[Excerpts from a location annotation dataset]
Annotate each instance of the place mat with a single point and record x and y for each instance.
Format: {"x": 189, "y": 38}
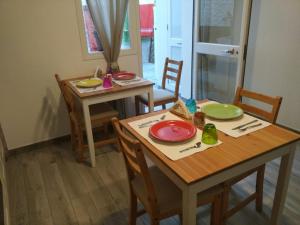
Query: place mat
{"x": 136, "y": 80}
{"x": 226, "y": 125}
{"x": 171, "y": 150}
{"x": 86, "y": 90}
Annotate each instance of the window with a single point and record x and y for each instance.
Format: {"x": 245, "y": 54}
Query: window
{"x": 92, "y": 39}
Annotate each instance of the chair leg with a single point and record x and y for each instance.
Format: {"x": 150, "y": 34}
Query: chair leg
{"x": 133, "y": 209}
{"x": 216, "y": 211}
{"x": 225, "y": 203}
{"x": 154, "y": 221}
{"x": 137, "y": 106}
{"x": 180, "y": 218}
{"x": 260, "y": 188}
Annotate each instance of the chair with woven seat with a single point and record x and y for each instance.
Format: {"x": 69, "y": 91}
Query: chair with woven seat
{"x": 101, "y": 115}
{"x": 164, "y": 96}
{"x": 270, "y": 116}
{"x": 160, "y": 197}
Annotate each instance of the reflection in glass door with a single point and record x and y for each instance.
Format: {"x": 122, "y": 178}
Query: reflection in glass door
{"x": 220, "y": 34}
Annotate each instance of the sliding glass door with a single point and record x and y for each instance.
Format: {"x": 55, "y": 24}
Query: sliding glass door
{"x": 220, "y": 36}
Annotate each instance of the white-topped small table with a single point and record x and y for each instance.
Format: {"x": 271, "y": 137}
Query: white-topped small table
{"x": 114, "y": 93}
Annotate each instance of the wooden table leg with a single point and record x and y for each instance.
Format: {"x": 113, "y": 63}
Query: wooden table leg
{"x": 282, "y": 184}
{"x": 189, "y": 205}
{"x": 89, "y": 133}
{"x": 150, "y": 99}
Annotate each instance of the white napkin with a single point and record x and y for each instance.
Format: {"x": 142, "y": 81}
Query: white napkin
{"x": 129, "y": 82}
{"x": 171, "y": 150}
{"x": 226, "y": 126}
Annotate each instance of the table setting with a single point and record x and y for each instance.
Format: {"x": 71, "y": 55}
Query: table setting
{"x": 107, "y": 81}
{"x": 188, "y": 128}
{"x": 230, "y": 119}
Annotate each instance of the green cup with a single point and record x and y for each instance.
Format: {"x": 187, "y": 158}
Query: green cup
{"x": 209, "y": 135}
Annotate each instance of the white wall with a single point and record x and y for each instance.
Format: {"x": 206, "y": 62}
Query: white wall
{"x": 37, "y": 39}
{"x": 273, "y": 61}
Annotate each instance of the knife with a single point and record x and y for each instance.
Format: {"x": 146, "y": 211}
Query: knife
{"x": 240, "y": 126}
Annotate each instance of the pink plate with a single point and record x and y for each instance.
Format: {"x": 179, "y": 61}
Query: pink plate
{"x": 124, "y": 76}
{"x": 172, "y": 131}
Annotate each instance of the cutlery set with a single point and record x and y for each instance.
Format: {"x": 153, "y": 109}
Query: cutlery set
{"x": 245, "y": 126}
{"x": 150, "y": 123}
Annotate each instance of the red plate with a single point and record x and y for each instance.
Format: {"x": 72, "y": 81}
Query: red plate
{"x": 172, "y": 131}
{"x": 124, "y": 76}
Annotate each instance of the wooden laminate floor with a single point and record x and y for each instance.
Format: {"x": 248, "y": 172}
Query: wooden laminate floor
{"x": 47, "y": 186}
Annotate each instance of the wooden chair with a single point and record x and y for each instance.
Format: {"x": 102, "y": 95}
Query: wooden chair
{"x": 160, "y": 197}
{"x": 269, "y": 116}
{"x": 163, "y": 96}
{"x": 3, "y": 181}
{"x": 101, "y": 116}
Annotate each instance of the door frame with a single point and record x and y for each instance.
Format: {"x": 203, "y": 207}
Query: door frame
{"x": 241, "y": 48}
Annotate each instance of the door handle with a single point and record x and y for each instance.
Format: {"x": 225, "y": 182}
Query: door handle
{"x": 229, "y": 51}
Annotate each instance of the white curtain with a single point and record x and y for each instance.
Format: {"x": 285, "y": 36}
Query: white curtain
{"x": 108, "y": 17}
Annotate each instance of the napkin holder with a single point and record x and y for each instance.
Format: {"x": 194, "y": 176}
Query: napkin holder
{"x": 107, "y": 81}
{"x": 180, "y": 109}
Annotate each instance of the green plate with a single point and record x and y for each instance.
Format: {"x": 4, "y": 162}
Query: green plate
{"x": 88, "y": 83}
{"x": 222, "y": 111}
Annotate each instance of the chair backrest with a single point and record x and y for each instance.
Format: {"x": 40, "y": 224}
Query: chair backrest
{"x": 274, "y": 102}
{"x": 135, "y": 163}
{"x": 69, "y": 100}
{"x": 172, "y": 71}
{"x": 3, "y": 145}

What is being asked - Arrange every line of the records above as a numbered list, skipping any blank lines. Leave the pictures out of your answer.

Exercise response -
1. Annotate each instance of the place mat with a single point and record x and y for each instance.
2. Format: {"x": 189, "y": 38}
3. Query: place mat
4. {"x": 136, "y": 80}
5. {"x": 226, "y": 125}
6. {"x": 171, "y": 150}
7. {"x": 86, "y": 90}
8. Annotate each instance of the window with a single point and record x and y for each instance.
9. Format: {"x": 245, "y": 54}
10. Query: window
11. {"x": 92, "y": 39}
12. Annotate each instance of the chair leg with a single point and record x and y for each instance.
13. Format: {"x": 150, "y": 34}
14. Query: chair leg
15. {"x": 133, "y": 209}
16. {"x": 216, "y": 211}
17. {"x": 225, "y": 203}
18. {"x": 154, "y": 221}
19. {"x": 137, "y": 106}
20. {"x": 180, "y": 218}
21. {"x": 260, "y": 188}
22. Annotate each instance of the chair with woven seat with a single point and record x and y for each instance.
23. Format: {"x": 69, "y": 91}
24. Query: chair with woven seat
25. {"x": 101, "y": 115}
26. {"x": 164, "y": 96}
27. {"x": 270, "y": 116}
28. {"x": 160, "y": 197}
29. Annotate each instance of the reflection in glass door with a single point and record x and y for each instance.
30. Format: {"x": 122, "y": 178}
31. Query: reflection in glass door
32. {"x": 220, "y": 34}
33. Annotate each instance of the sliding glass door with a single point and record x and y for each instance.
34. Format: {"x": 55, "y": 24}
35. Query: sliding glass door
36. {"x": 220, "y": 36}
37. Annotate each instance of the white-topped small table with a single point and record x and y for each instance.
38. Format: {"x": 271, "y": 137}
39. Query: white-topped small table
40. {"x": 114, "y": 93}
41. Annotate each instance of the wooden table leg with a single point and record x and y for each instance.
42. Format: {"x": 113, "y": 63}
43. Query: wooden table leg
44. {"x": 282, "y": 184}
45. {"x": 189, "y": 205}
46. {"x": 89, "y": 133}
47. {"x": 150, "y": 99}
48. Annotate each instance of the white napkin with a single point and record x and y for each instance.
49. Format: {"x": 142, "y": 81}
50. Query: white napkin
51. {"x": 129, "y": 82}
52. {"x": 171, "y": 150}
53. {"x": 226, "y": 126}
54. Annotate each instance of the table setting with a single point and record x and y for each instance.
55. Format: {"x": 71, "y": 55}
56. Query: table setting
57. {"x": 107, "y": 81}
58. {"x": 188, "y": 128}
59. {"x": 230, "y": 119}
60. Annotate each instance of the green cup with a single point and record x and y for each instance.
61. Format: {"x": 187, "y": 158}
62. Query: green cup
63. {"x": 209, "y": 135}
64. Annotate each instance of the white wall with a single point and record x and y for each instance.
65. Format: {"x": 206, "y": 62}
66. Query: white wall
67. {"x": 37, "y": 39}
68. {"x": 273, "y": 61}
69. Annotate each instance of the knife with a single point and record x and y for each instance.
70. Format: {"x": 146, "y": 211}
71. Query: knife
72. {"x": 240, "y": 126}
73. Annotate each instance of the pink plate with a single point and record x and y for each instance.
74. Format: {"x": 179, "y": 61}
75. Query: pink plate
76. {"x": 124, "y": 76}
77. {"x": 172, "y": 131}
78. Annotate each instance of the cutlery set with a single point and record x and y for each instance.
79. Format: {"x": 153, "y": 109}
80. Query: cutlery set
81. {"x": 245, "y": 126}
82. {"x": 150, "y": 123}
83. Annotate each instance of the red plate with a single point and record x and y for each instance.
84. Format: {"x": 72, "y": 81}
85. Query: red plate
86. {"x": 172, "y": 131}
87. {"x": 124, "y": 76}
88. Annotate each instance of the wooden laminate floor with a single point and record x and y for each instance.
89. Format: {"x": 248, "y": 172}
90. Query: wooden laminate floor
91. {"x": 47, "y": 186}
92. Annotate each instance of the wooden chair with a single point and record x and y for each instance.
93. Format: {"x": 102, "y": 95}
94. Query: wooden chair
95. {"x": 160, "y": 197}
96. {"x": 269, "y": 116}
97. {"x": 163, "y": 96}
98. {"x": 3, "y": 181}
99. {"x": 101, "y": 116}
100. Annotate each instance of the door frame with a single point and record x and y for each instance.
101. Format: {"x": 203, "y": 207}
102. Query: door frame
103. {"x": 241, "y": 48}
104. Annotate each instance of the door handle with a single point and record x and y for each instance.
105. Format: {"x": 225, "y": 182}
106. Query: door handle
107. {"x": 229, "y": 51}
108. Annotate each instance of the white curtain with a single point and record x and y for each instance.
109. Format: {"x": 285, "y": 36}
110. Query: white curtain
111. {"x": 108, "y": 17}
112. Annotate each instance of the napkin holder with a single point and record x and y for each instance.
113. Format: {"x": 194, "y": 176}
114. Query: napkin holder
115. {"x": 107, "y": 81}
116. {"x": 180, "y": 109}
117. Annotate each instance of the green plate with a single point and record x and y for each instance.
118. Format: {"x": 4, "y": 162}
119. Query: green plate
120. {"x": 88, "y": 83}
121. {"x": 222, "y": 111}
122. Annotate each instance of the chair backrest with a single point and record x and y for each instance.
123. Format: {"x": 40, "y": 224}
124. Query: chair backrest
125. {"x": 274, "y": 102}
126. {"x": 135, "y": 163}
127. {"x": 69, "y": 100}
128. {"x": 172, "y": 71}
129. {"x": 3, "y": 145}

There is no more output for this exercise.